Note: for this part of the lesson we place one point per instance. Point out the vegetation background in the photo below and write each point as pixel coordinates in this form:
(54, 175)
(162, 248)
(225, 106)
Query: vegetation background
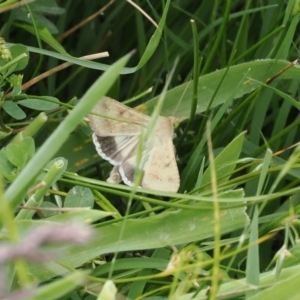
(232, 230)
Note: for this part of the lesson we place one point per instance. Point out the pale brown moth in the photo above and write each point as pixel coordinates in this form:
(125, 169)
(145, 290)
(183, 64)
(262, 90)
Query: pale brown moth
(116, 136)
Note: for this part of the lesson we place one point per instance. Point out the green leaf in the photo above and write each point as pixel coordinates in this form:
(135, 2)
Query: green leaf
(20, 154)
(6, 167)
(60, 287)
(44, 34)
(86, 216)
(17, 50)
(284, 289)
(14, 110)
(79, 197)
(259, 70)
(153, 232)
(38, 104)
(225, 162)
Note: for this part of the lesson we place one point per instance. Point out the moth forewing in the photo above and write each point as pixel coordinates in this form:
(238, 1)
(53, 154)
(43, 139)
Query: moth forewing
────────────────────────────────────────
▸ What needs to be done: Reproduce all entries without any change, and omit the pictures.

▸ The answer:
Note: for this part of the lesson we place one point per instance. Point out the vegetation background in the photo below and write each point as pixel coordinates in this form:
(54, 175)
(162, 248)
(225, 106)
Query: vegetation background
(232, 230)
Note: for this part of the lesson we place one point per instance. Point out the pale brown moth in the photo above and write each point as pixel coordinates in this form:
(125, 169)
(145, 290)
(183, 64)
(262, 90)
Query: pale brown moth
(116, 136)
Note: for this part of the lesson we place one point per instance. Point out the green leaf in the photo above and write each point as pixel coordinates in this form:
(135, 2)
Query: green leaf
(20, 154)
(6, 167)
(60, 287)
(44, 34)
(86, 216)
(17, 50)
(284, 289)
(14, 110)
(79, 197)
(259, 70)
(153, 232)
(38, 104)
(225, 162)
Note: for this part of the lesson we place one point per instance. Point out the moth forewing in the photo above and write each point as pixel coordinates in this form:
(238, 1)
(53, 154)
(43, 139)
Query: moth forewing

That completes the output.